### Instructions for the task
In the part of the material below that opens with the line containing "light pole in" and runs to the end, swap "Target" for "Label" and give those lines back with nothing else changed.

### Data for processing
------------------------------------

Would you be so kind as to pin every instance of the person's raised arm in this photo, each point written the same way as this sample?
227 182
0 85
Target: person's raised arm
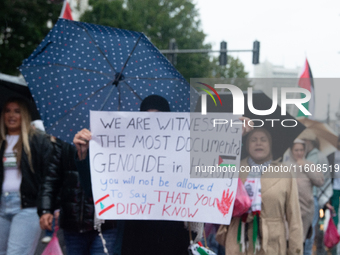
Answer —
81 141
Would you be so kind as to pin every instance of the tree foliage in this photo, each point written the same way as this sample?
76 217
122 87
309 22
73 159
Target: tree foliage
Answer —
23 25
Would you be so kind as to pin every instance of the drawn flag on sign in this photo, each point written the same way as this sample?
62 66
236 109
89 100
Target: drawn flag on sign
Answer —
101 202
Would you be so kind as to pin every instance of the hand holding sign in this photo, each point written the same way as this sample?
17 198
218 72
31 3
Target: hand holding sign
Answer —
81 141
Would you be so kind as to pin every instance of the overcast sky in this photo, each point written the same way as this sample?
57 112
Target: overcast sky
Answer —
289 31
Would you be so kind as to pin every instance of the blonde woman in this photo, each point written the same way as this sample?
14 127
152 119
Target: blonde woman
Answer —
25 155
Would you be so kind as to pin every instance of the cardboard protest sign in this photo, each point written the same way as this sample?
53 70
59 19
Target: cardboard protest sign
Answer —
142 164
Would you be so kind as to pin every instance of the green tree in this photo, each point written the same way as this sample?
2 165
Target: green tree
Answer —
23 25
159 20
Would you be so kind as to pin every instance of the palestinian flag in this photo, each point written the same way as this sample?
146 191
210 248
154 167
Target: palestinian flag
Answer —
66 12
306 82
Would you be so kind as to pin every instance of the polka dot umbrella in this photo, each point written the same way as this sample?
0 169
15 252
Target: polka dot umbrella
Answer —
80 67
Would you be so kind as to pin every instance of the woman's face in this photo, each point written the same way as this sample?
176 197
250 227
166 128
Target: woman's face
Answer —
12 118
259 147
298 151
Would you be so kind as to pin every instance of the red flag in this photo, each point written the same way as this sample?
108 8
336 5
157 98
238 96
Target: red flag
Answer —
66 12
306 82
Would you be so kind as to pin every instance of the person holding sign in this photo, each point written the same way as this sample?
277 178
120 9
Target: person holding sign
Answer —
275 202
25 154
144 236
140 237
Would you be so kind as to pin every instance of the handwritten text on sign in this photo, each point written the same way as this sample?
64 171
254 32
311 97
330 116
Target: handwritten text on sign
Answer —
140 167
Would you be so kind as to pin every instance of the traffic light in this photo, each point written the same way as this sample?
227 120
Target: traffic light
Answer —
256 52
223 55
172 57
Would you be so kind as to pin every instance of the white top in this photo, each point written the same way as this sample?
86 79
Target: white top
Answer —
12 175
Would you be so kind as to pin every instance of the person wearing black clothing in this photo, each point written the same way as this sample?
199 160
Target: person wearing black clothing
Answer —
25 154
61 189
140 236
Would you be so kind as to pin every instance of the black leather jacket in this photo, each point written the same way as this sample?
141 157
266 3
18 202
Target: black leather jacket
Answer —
62 180
40 150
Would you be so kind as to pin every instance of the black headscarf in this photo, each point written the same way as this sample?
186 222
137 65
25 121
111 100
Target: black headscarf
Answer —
155 102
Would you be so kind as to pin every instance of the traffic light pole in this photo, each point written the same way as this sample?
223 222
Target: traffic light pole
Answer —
173 50
200 51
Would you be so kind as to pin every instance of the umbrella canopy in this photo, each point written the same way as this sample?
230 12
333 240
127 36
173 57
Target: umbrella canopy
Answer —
282 137
11 86
80 67
328 139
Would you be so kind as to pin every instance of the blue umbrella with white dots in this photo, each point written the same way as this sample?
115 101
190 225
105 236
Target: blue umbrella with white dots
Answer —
80 67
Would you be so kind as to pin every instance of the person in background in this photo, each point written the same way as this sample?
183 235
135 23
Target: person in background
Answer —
25 154
321 194
76 208
305 181
334 161
275 202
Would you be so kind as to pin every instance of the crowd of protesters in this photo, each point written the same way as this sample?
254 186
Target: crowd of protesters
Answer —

------------------------------------

### Reply to the task
Would you be so kind as to pin every instance of the traffic light pole in this photo, each point written the same way as this sample?
223 222
Label: traffic light pole
Answer —
173 50
200 51
Would you be so kind as to pin every instance of the umbrella canopy in this photo, each point written the same way as this sample?
230 12
333 240
127 36
173 57
Label: umbrella canopy
Answer —
282 137
11 86
80 67
328 139
Would you be so kind as to pin every instance of the blue umbrella with white dots in this photo, each point written the same way as this sample?
115 101
190 225
105 236
Label: blue umbrella with white dots
Answer —
80 67
Would you be so kind as to pin every instance of the person in background in this photo, each point written the same way as this sample?
183 235
135 23
Label: person in background
Answer —
25 154
321 194
76 208
305 181
334 161
275 202
Would you be so kind as to pin every instance of the crowd of protesters in this photo, each point written the same way as this sample?
254 186
Label: crowd of protesters
Answer —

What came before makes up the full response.